Segment Start: Data provided

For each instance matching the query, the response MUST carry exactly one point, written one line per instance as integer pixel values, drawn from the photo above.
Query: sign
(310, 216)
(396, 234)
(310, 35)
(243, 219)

Segment End: Data provided

**Exercise directions**
What is needed is a verbatim copy of the data, complete from first line to last.

**Written solution**
For each instance matching the query, the response MUST carry exactly one point, written one line per instance as integer pixel values, drawn from the photo above.
Query: sign
(310, 216)
(396, 234)
(310, 35)
(243, 219)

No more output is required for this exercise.